本文:
-*-*-

この設定だけ読むと荒唐無稽な感じがするものの、本気で相手を論破し合うハイレベルなディベートが延々続くので、めちゃくちゃ面白かった。これを一人で書き上げた作者、頭の中どうなってるんだ。すごい。

登場人物は以下10人。

ブルー:悲観主義者「生きていても嫌なことばかりだ」
イエロー:楽観主義者「生きていればいいこともある」
レッド:共同体主義者「すべての人間は共同体に属している」
パープル:懐疑主義者「まだ結論を出すには早い」
オレンジ:自由史上主義者「誰だって自分の人生を生きる自由がある」
グレー:??主義者「本当に存在するのは僕だけさ」
シルバー:相対主義者「どちらの言い分もある意味で正しい」
ゴールド:利己主義者「とにかく俺様がよければそれでいい」
ホワイト:教典原理主義者「教典には従うべき教えが記されています」
ブラック:反出生主義者「人間は生まれるべきではない」

はじめ、人類滅亡に賛成するのは、自分の人生が辛いブルーと、反出生主義者のブラックのみだが、ブラックがひろゆきばりにディベートが強いので、中盤では賛成派に寝返る人が現れる。
例えば世界を「ハエが浮かんだスープ」に例えるくだり。

ブラック:歯痛の不幸を打ち消す唯一の方法は歯痛の治療であって、他の幸福ではない。レストランでスープを飲んでいたらハエが浮いているのに気付いた。そのとき「スープが美味いからチャラだ」とは考えないだろう?「うまい具材を追加してバランスをとろう」なんて奴がいたら馬鹿だ。

-*-*-

やること:
上の本文を、一字も変えずにはじめから終わりまで全部引用してください。

(データ項目)

-*-*-

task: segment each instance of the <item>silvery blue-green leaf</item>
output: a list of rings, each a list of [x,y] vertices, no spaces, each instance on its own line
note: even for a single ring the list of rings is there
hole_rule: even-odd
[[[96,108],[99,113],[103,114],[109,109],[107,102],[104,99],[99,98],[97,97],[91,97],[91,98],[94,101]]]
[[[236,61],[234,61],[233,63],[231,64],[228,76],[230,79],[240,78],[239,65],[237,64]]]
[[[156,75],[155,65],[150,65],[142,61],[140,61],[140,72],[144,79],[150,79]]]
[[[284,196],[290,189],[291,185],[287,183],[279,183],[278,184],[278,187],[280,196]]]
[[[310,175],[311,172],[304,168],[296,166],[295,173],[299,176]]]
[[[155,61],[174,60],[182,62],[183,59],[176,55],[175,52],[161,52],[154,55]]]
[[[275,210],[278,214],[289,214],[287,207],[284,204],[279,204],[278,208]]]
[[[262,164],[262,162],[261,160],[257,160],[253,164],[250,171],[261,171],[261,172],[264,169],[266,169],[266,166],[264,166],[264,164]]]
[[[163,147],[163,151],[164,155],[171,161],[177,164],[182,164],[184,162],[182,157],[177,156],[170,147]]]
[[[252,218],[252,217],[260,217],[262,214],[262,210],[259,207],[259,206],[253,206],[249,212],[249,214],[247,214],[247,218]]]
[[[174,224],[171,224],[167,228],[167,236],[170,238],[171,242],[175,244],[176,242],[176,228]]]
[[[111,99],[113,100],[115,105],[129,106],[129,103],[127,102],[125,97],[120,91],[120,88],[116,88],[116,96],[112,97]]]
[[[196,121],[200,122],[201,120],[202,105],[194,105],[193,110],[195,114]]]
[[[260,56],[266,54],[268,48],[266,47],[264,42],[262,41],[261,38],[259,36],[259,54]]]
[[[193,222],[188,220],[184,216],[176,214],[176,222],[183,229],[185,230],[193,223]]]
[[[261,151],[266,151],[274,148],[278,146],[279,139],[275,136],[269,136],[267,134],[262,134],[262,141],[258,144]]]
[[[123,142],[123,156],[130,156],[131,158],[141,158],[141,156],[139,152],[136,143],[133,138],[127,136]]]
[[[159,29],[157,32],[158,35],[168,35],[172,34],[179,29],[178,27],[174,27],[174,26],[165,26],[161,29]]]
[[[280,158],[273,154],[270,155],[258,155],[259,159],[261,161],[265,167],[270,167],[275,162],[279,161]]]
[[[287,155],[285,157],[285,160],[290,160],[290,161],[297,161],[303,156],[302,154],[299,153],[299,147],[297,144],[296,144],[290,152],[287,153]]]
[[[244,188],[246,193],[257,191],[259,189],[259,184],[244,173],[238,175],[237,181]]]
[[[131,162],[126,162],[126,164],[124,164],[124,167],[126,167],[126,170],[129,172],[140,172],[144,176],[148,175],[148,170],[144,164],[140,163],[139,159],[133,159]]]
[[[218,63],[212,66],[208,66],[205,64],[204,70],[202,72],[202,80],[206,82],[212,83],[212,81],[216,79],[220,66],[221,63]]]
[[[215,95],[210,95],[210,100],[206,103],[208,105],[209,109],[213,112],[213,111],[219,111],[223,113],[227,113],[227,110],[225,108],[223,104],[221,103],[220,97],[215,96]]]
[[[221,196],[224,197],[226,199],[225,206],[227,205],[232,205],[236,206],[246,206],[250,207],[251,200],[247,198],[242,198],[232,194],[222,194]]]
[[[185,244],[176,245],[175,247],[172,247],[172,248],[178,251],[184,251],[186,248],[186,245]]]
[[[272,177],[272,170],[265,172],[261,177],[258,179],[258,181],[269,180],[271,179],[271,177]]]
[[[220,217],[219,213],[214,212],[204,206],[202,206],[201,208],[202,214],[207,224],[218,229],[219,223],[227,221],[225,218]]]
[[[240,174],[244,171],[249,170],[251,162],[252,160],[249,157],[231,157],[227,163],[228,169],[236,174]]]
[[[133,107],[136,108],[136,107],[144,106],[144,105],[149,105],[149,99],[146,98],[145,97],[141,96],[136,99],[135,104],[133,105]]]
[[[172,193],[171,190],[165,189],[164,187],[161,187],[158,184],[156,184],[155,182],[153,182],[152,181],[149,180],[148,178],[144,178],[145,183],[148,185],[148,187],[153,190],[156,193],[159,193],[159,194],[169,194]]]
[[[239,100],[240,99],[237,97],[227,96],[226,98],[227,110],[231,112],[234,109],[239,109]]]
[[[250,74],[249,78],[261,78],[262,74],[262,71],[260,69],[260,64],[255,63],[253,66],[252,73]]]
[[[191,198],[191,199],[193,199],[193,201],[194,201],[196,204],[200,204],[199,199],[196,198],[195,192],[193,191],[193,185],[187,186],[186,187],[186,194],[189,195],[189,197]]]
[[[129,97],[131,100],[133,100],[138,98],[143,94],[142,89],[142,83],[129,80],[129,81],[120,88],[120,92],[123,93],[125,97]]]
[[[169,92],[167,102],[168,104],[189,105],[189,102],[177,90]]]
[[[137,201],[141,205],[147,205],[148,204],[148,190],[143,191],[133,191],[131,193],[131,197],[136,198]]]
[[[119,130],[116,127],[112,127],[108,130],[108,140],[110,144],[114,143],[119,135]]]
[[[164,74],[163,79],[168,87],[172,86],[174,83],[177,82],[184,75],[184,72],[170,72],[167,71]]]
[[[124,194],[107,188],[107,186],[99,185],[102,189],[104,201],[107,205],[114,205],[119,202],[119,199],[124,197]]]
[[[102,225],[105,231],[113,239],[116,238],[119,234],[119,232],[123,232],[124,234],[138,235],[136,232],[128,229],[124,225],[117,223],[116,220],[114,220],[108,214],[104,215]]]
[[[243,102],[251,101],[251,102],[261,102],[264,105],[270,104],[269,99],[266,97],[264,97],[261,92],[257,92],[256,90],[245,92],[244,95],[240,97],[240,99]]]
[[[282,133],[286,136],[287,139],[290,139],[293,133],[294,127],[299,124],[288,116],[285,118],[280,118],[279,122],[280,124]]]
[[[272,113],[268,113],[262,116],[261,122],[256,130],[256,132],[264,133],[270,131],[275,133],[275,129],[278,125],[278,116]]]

-*-*-

答えの欄:
この設定だけ読むと荒唐無稽な感じがするものの、本気で相手を論破し合うハイレベルなディベートが延々続くので、めちゃくちゃ面白かった。これを一人で書き上げた作者、頭の中どうなってるんだ。すごい。

登場人物は以下10人。

ブルー:悲観主義者「生きていても嫌なことばかりだ」
イエロー:楽観主義者「生きていればいいこともある」
レッド:共同体主義者「すべての人間は共同体に属している」
パープル:懐疑主義者「まだ結論を出すには早い」
オレンジ:自由史上主義者「誰だって自分の人生を生きる自由がある」
グレー:??主義者「本当に存在するのは僕だけさ」
シルバー:相対主義者「どちらの言い分もある意味で正しい」
ゴールド:利己主義者「とにかく俺様がよければそれでいい」
ホワイト:教典原理主義者「教典には従うべき教えが記されています」
ブラック:反出生主義者「人間は生まれるべきではない」

はじめ、人類滅亡に賛成するのは、自分の人生が辛いブルーと、反出生主義者のブラックのみだが、ブラックがひろゆきばりにディベートが強いので、中盤では賛成派に寝返る人が現れる。
例えば世界を「ハエが浮かんだスープ」に例えるくだり。

ブラック:歯痛の不幸を打ち消す唯一の方法は歯痛の治療であって、他の幸福ではない。レストランでスープを飲んでいたらハエが浮いているのに気付いた。そのとき「スープが美味いからチャラだ」とは考えないだろう?「うまい具材を追加してバランスをとろう」なんて奴がいたら馬鹿だ。